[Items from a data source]

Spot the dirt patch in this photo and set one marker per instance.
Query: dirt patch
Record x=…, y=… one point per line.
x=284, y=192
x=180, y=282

* WHAT YOU HAVE TO DO
Print each line above exactly as it stands.

* ANSWER TO THIS PROBLEM
Spot the dirt patch in this photo and set one marker per instance.
Query: dirt patch
Record x=…, y=… one point per line.
x=284, y=192
x=180, y=282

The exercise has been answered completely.